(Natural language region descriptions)
- - -
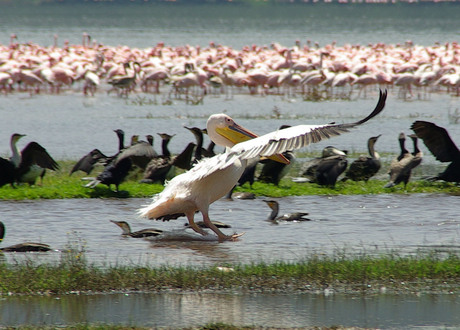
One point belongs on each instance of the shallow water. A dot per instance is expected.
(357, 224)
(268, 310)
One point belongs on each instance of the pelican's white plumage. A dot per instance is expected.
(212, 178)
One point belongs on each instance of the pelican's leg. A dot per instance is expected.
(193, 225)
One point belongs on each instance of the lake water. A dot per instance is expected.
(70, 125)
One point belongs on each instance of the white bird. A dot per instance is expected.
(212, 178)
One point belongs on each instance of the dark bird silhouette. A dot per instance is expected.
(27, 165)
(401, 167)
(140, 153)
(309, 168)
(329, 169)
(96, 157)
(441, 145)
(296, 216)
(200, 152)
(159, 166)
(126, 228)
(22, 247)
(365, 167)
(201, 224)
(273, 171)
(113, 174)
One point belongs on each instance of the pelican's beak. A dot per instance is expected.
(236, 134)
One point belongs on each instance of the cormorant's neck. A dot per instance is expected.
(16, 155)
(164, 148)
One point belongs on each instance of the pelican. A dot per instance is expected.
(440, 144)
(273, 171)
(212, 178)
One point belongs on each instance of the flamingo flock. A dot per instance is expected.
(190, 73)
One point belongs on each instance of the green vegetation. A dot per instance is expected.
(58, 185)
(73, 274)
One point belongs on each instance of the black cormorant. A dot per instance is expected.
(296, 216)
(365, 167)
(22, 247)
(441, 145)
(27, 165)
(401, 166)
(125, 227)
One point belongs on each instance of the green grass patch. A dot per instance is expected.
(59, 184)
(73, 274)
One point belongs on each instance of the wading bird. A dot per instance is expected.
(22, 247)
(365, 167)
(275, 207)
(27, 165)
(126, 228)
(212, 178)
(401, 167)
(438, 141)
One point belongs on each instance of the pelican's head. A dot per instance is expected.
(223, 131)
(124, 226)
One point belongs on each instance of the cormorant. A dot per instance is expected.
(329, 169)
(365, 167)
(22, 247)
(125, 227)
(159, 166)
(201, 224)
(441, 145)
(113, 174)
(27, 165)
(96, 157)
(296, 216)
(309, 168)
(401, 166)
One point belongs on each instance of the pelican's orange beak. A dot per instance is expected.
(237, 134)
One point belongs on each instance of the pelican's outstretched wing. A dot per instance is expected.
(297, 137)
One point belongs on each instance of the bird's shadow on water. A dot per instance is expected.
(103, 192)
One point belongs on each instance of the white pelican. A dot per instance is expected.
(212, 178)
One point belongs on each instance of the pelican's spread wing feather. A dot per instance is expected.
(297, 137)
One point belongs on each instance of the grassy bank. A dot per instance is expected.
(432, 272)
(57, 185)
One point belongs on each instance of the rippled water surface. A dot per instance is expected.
- - -
Reproduce the records in full and leave the images behind.

One point belongs on each instance of the shallow water. A dot per instance is expected.
(357, 224)
(268, 310)
One point belongs on each instance of the pelican's white plumage. A dot per instance is expected.
(212, 178)
One point belongs on each instance of the pelican's leg. A dot per instance is expected.
(193, 225)
One point belongs on each instance of the lake water. A dot per instance is expected.
(70, 125)
One point belongs on each instance of the white bird. A dot per instance is expected.
(212, 178)
One point belongs on each instance of the dark bird silhouette. A dot per instance is expected.
(27, 165)
(401, 167)
(140, 153)
(309, 168)
(329, 169)
(96, 157)
(441, 145)
(296, 216)
(200, 152)
(159, 166)
(126, 228)
(22, 247)
(365, 167)
(201, 224)
(273, 171)
(113, 174)
One point belongs on each instance of the pelican's beak. A dot per instance is expected.
(236, 134)
One point belongs on each instance of the cormorant's neck. A dot per instance is expected.
(16, 155)
(164, 148)
One point belongs on each instance of the pelican. A dot per instance is expected.
(440, 144)
(273, 171)
(212, 178)
One point belongs on each instance of the flamingo flock. A dot per instance is expected.
(190, 73)
One point belongs on each instance of the green vegetation. A dot per instance is expected.
(58, 185)
(73, 274)
One point belongs on each instance of the black cormorant. A dot per instance is expected.
(296, 216)
(365, 167)
(22, 247)
(441, 145)
(27, 165)
(401, 166)
(125, 227)
One point belongs on each instance of the green grass patch. A dot per instance is expected.
(59, 184)
(73, 274)
One point belongs on each instance of the wading bird. A dot per instance is expected.
(22, 247)
(365, 167)
(275, 207)
(27, 165)
(126, 228)
(212, 178)
(401, 167)
(438, 141)
One point belongs on each instance of the pelican's head. A dot per instance is expected.
(223, 131)
(124, 226)
One point belongs on each instance of the cormorant. A dot per instance is expected.
(329, 169)
(365, 167)
(22, 247)
(125, 227)
(159, 166)
(201, 224)
(441, 145)
(113, 174)
(27, 165)
(96, 157)
(296, 216)
(309, 168)
(401, 166)
One point belongs on each instance of the pelican's orange beak. A dot per instance is expected.
(237, 134)
One point belongs on each instance of the pelican's outstretched wing. A dot per instance is expected.
(297, 137)
One point belongs on each instance of the bird's shadow on water. A dot per instance is expected.
(103, 192)
One point belongs on each instance of the white pelican. A dot per instance is expected.
(212, 178)
One point belongs on each instance of the pelican's spread wing feather. A dot per instance is expected.
(297, 137)
One point belongs on each instance of the grassy bank. A dot per instance is expected.
(432, 272)
(57, 185)
One point belongs on each instance of the rippled water surface. A dot per instance is expected.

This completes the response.